Which lines have the string "photo"? Copy all of them from the entries below.
Start of Block
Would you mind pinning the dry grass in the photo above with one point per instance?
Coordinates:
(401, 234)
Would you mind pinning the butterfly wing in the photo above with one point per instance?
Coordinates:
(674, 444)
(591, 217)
End of Block
* Response box *
Would you mind pinning the dry grass in the photo above with one point per instance?
Would you mind pinning the butterfly wing in the photo above with one point per instance?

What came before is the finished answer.